▶ _Given entries_
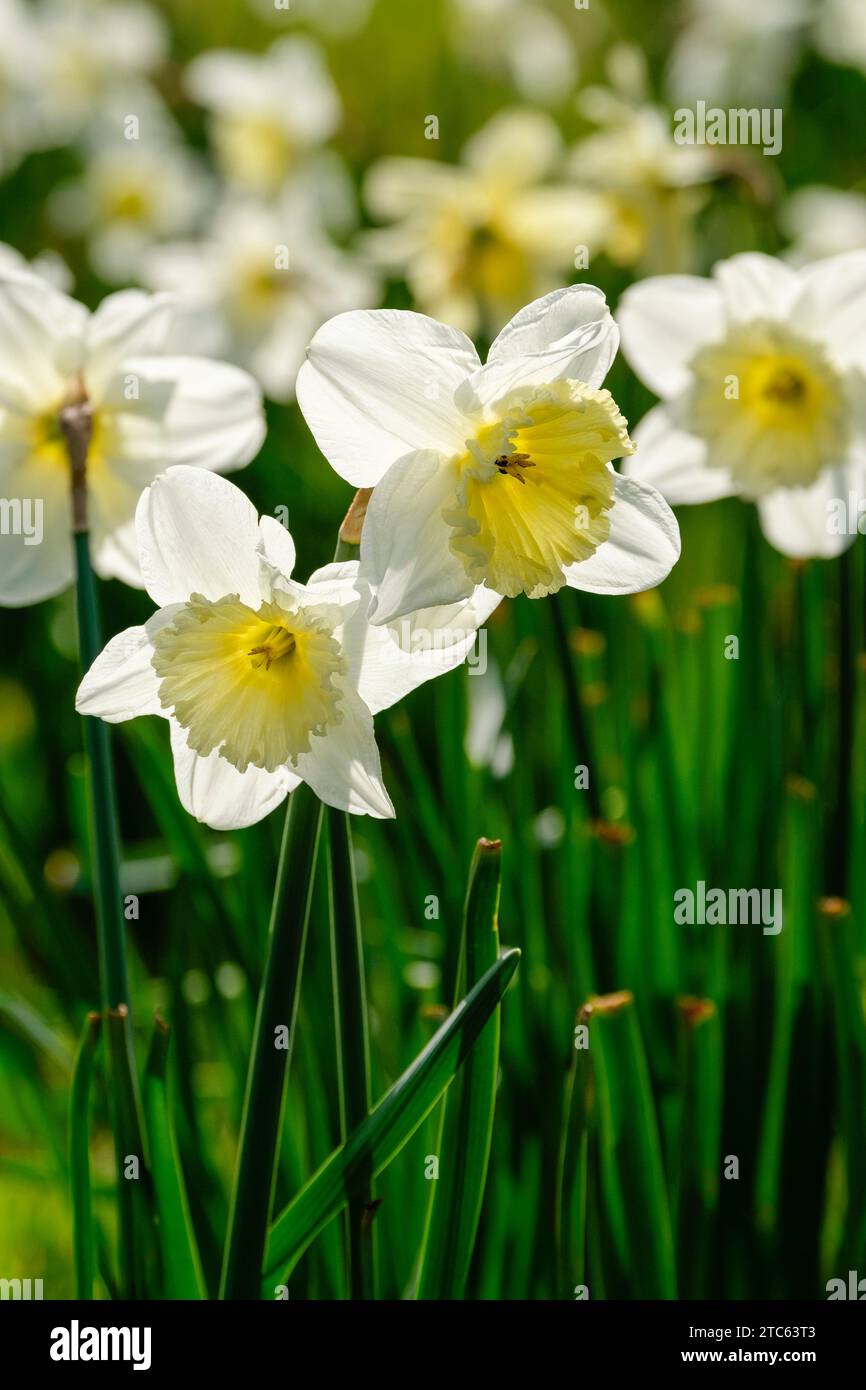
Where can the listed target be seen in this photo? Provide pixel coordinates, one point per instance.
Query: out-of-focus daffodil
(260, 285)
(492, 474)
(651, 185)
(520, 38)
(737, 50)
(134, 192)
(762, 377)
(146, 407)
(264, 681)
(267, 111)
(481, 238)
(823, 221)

==

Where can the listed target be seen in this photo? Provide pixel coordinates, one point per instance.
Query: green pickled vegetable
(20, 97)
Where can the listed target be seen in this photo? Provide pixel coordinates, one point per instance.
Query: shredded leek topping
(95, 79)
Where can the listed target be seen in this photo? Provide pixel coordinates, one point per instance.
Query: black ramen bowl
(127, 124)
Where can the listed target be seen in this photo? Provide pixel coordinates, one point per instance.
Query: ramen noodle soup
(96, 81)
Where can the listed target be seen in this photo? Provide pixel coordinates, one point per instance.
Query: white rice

--

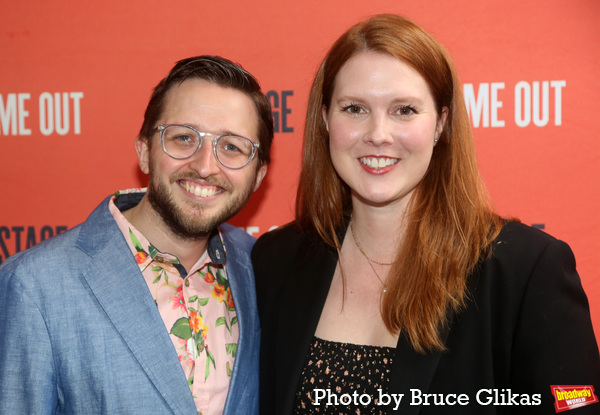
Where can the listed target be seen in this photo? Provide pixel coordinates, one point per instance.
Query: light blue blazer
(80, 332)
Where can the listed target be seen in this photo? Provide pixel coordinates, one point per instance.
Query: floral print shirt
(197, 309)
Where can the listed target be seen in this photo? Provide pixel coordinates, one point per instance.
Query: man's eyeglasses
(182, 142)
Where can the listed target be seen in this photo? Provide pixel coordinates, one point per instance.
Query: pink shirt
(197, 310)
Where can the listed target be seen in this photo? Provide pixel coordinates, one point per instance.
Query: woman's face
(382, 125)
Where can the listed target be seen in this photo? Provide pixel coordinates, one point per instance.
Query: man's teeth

▶ _The request_
Which lines in the records above contain the string "Query"? Return each one in full, and treat a match as case-sensitive.

▶ _Task result_
Query: out-of-focus daffodil
Query: green pickled vegetable
Query: shredded leek topping
Query: black ramen bowl
Query: ramen noodle soup
Query: white rice
Query: light blue blazer
Query: floral print shirt
Query: man's eyeglasses
Query: pink shirt
Query: woman's face
Query: man's teeth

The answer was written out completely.